EXERCISE
The expected result is a verbatim repetition of the lines from the start of the entries through the line containing "one marker per instance, written like [268,412]", with the pictures removed.

MATERIAL SHOWN
····················
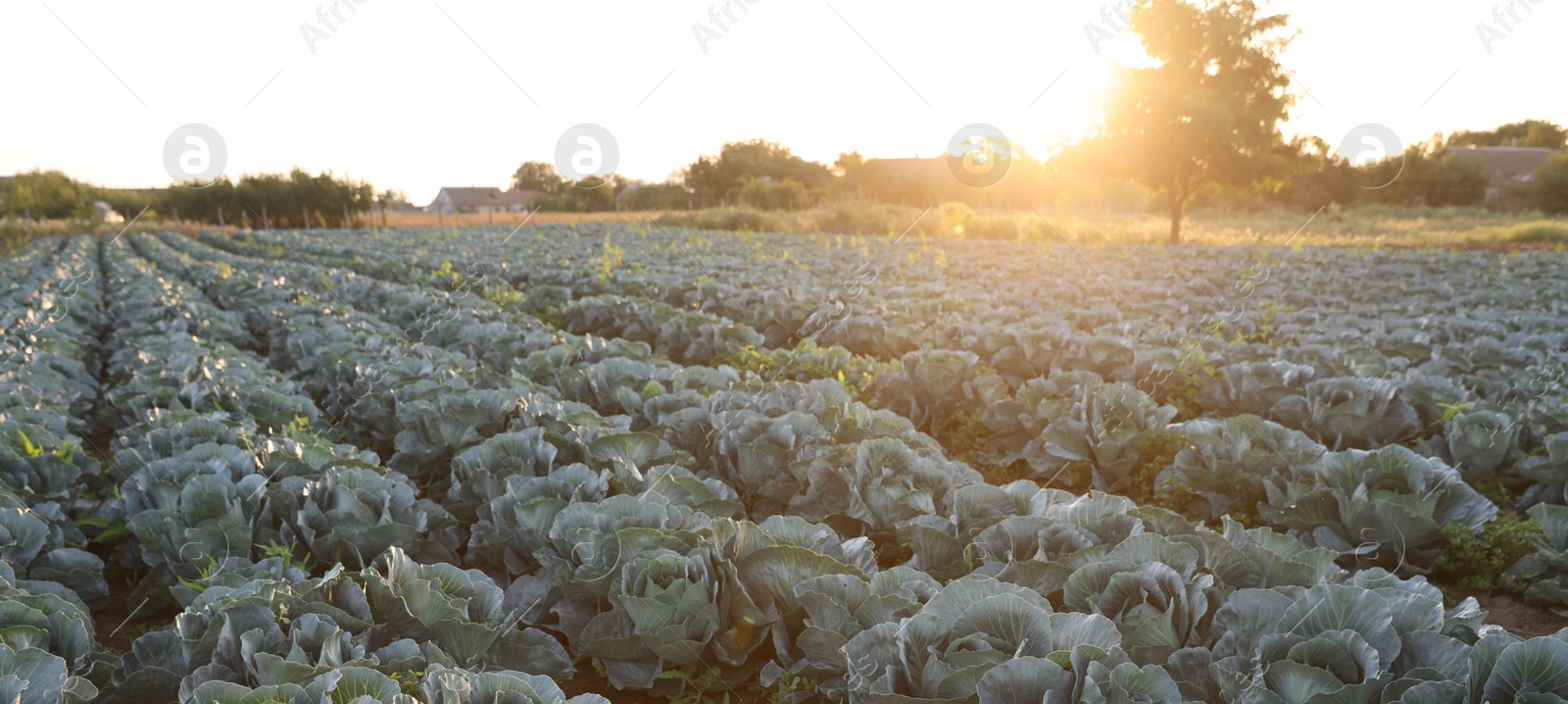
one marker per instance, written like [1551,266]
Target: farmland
[647,463]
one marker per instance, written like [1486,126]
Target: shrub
[773,195]
[1478,562]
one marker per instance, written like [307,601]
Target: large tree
[713,179]
[1207,109]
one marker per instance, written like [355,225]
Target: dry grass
[462,220]
[1332,226]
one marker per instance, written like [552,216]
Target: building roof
[1505,165]
[475,196]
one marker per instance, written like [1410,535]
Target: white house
[482,199]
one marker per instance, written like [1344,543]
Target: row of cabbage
[875,505]
[1259,449]
[49,582]
[1040,593]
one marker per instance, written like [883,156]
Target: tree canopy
[720,179]
[1209,107]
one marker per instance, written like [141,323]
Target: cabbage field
[626,463]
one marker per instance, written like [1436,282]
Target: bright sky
[417,94]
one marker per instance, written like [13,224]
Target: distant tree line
[281,199]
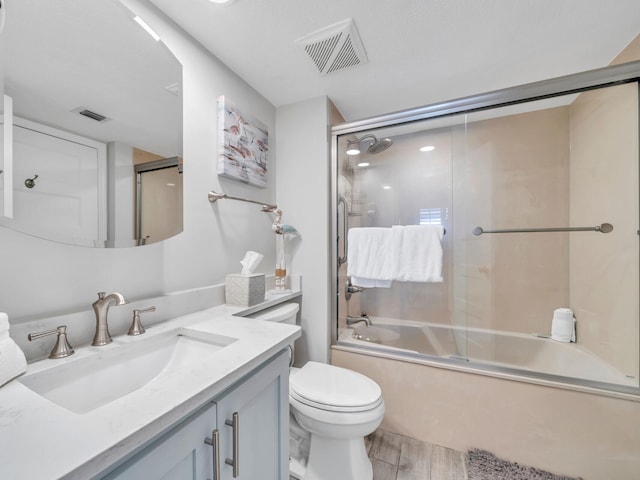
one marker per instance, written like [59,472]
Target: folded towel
[370,257]
[563,325]
[12,360]
[418,253]
[369,282]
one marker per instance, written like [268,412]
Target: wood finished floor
[396,457]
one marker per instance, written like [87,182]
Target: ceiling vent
[334,48]
[90,114]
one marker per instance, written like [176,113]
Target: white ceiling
[419,51]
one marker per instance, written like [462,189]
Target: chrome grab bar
[345,228]
[603,228]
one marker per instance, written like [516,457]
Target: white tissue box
[245,290]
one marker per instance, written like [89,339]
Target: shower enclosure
[536,189]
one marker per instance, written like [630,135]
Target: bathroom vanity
[220,400]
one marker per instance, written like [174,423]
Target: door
[255,416]
[182,454]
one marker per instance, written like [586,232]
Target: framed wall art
[243,145]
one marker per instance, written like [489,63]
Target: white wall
[303,177]
[39,278]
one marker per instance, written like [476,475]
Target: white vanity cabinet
[247,432]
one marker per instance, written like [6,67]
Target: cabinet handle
[214,441]
[234,423]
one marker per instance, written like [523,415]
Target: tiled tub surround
[73,446]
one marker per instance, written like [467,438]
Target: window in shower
[522,171]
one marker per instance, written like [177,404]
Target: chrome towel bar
[603,228]
[215,196]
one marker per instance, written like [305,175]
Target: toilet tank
[285,313]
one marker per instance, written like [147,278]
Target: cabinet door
[181,454]
[261,408]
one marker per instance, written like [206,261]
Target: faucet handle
[136,325]
[62,348]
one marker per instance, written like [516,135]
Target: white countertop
[41,440]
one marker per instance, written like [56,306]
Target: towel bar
[603,228]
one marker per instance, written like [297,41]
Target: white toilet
[337,406]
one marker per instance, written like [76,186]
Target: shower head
[377,146]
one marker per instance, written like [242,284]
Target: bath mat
[482,465]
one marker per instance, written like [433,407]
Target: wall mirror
[94,95]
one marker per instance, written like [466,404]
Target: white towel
[370,257]
[563,325]
[417,253]
[12,361]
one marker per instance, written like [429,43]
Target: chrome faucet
[101,309]
[362,318]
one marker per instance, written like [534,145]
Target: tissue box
[245,290]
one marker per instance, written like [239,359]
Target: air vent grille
[91,114]
[334,48]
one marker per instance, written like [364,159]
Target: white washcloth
[563,325]
[418,253]
[370,257]
[12,361]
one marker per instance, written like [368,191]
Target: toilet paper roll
[563,325]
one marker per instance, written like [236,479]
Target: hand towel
[563,325]
[370,257]
[417,253]
[12,360]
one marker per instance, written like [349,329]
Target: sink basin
[84,384]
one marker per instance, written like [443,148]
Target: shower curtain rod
[215,196]
[603,228]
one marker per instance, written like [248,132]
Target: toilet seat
[334,389]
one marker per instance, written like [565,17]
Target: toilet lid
[334,388]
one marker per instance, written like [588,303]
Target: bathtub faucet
[362,318]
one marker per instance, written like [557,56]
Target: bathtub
[509,352]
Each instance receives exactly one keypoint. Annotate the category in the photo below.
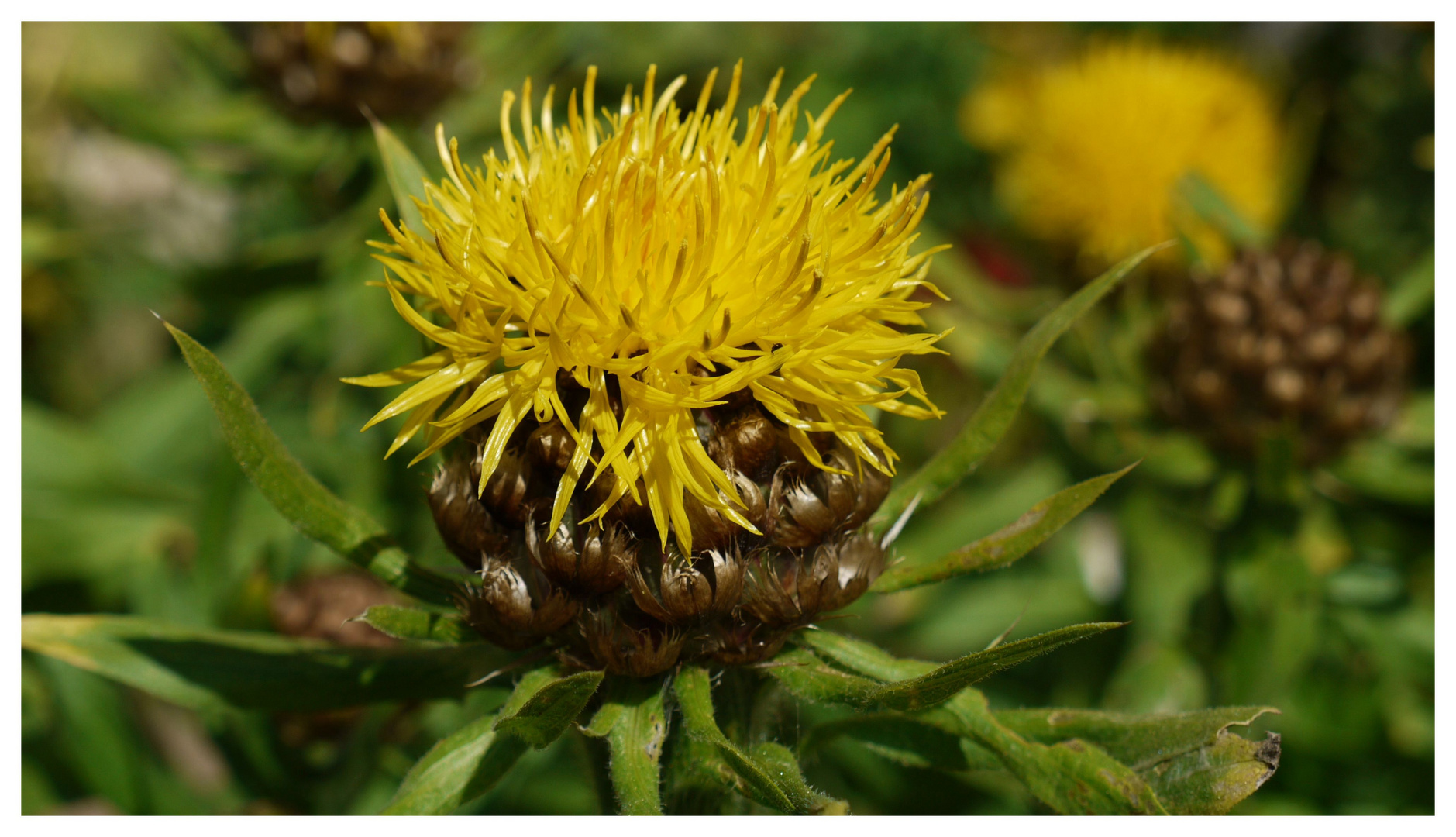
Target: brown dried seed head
(745, 442)
(552, 446)
(628, 649)
(505, 611)
(507, 491)
(465, 525)
(689, 590)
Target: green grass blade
(1213, 207)
(417, 623)
(294, 492)
(914, 684)
(1007, 545)
(470, 760)
(216, 670)
(551, 711)
(694, 693)
(1413, 294)
(993, 418)
(634, 722)
(1072, 777)
(902, 740)
(407, 177)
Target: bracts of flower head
(515, 609)
(1282, 339)
(790, 587)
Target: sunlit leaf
(216, 670)
(470, 760)
(417, 623)
(993, 417)
(1005, 546)
(294, 492)
(551, 711)
(407, 177)
(634, 722)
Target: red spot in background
(996, 260)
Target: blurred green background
(160, 175)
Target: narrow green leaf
(407, 177)
(1193, 760)
(904, 741)
(785, 772)
(551, 711)
(1008, 545)
(1413, 294)
(1216, 777)
(294, 492)
(634, 722)
(1210, 204)
(470, 760)
(1071, 777)
(417, 623)
(694, 693)
(1141, 741)
(993, 418)
(939, 684)
(1383, 470)
(806, 676)
(216, 670)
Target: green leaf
(783, 767)
(939, 684)
(1382, 470)
(694, 693)
(1210, 204)
(417, 623)
(470, 760)
(551, 711)
(993, 418)
(407, 177)
(903, 740)
(1071, 777)
(216, 670)
(1191, 760)
(634, 722)
(1008, 545)
(1413, 294)
(294, 492)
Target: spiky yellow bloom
(662, 261)
(1093, 149)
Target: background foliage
(157, 179)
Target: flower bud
(507, 491)
(745, 442)
(699, 588)
(597, 565)
(505, 611)
(742, 642)
(622, 648)
(466, 527)
(790, 588)
(551, 446)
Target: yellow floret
(1093, 149)
(652, 251)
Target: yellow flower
(1093, 149)
(662, 261)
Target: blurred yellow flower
(1093, 149)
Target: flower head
(1093, 149)
(624, 274)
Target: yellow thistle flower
(666, 261)
(1093, 149)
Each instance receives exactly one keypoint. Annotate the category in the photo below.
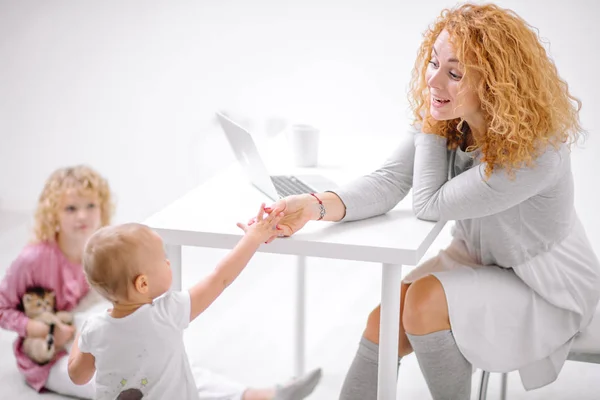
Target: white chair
(586, 348)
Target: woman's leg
(59, 382)
(361, 379)
(446, 371)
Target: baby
(138, 344)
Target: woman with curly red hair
(489, 149)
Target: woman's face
(450, 97)
(78, 216)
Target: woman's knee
(426, 308)
(373, 321)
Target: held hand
(62, 334)
(263, 228)
(297, 210)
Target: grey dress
(520, 276)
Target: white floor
(247, 334)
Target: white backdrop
(130, 87)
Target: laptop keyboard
(288, 185)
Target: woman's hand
(297, 211)
(263, 228)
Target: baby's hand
(263, 228)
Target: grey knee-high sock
(361, 380)
(446, 370)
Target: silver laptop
(274, 186)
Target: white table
(206, 217)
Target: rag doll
(39, 304)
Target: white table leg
(300, 316)
(389, 331)
(174, 256)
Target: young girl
(75, 202)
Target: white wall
(130, 87)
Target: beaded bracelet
(321, 207)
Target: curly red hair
(525, 103)
(82, 178)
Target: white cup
(304, 142)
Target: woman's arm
(470, 194)
(381, 190)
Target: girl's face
(79, 216)
(449, 97)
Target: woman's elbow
(425, 213)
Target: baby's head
(127, 263)
(74, 203)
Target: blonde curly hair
(82, 178)
(525, 103)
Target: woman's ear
(141, 283)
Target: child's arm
(207, 290)
(82, 366)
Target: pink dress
····················
THE COMPLETED TASK
one marker per instance, written like [1551,266]
Target: farmland
[647,463]
one marker per instance, written like [1486,126]
Target: shrub
[773,195]
[1478,562]
one marker per instance, written like [307,601]
Target: large tree
[713,179]
[1207,109]
one marker per instance, written like [355,225]
Target: dry grass
[462,220]
[1332,226]
one marker per instance, written like [552,216]
Target: building roof
[1505,165]
[475,196]
one marker per instance, written like [1410,535]
Target: white house
[482,199]
one marker per instance, written like [1344,543]
Target: row of cabbage
[875,505]
[1259,449]
[49,582]
[1040,593]
one marker per instance, written like [883,156]
Target: tree canopy
[720,179]
[1209,107]
one marker per instance, written like [141,323]
Target: cabbage field
[626,463]
one marker per instance, written like [1436,282]
Target: bright sky
[417,94]
one marker per instance, written like [13,224]
Target: distant tree line
[281,199]
one marker per instance, written like [59,472]
Target: folded towel
[370,257]
[563,325]
[12,360]
[418,253]
[369,282]
one marker per instance, written like [268,412]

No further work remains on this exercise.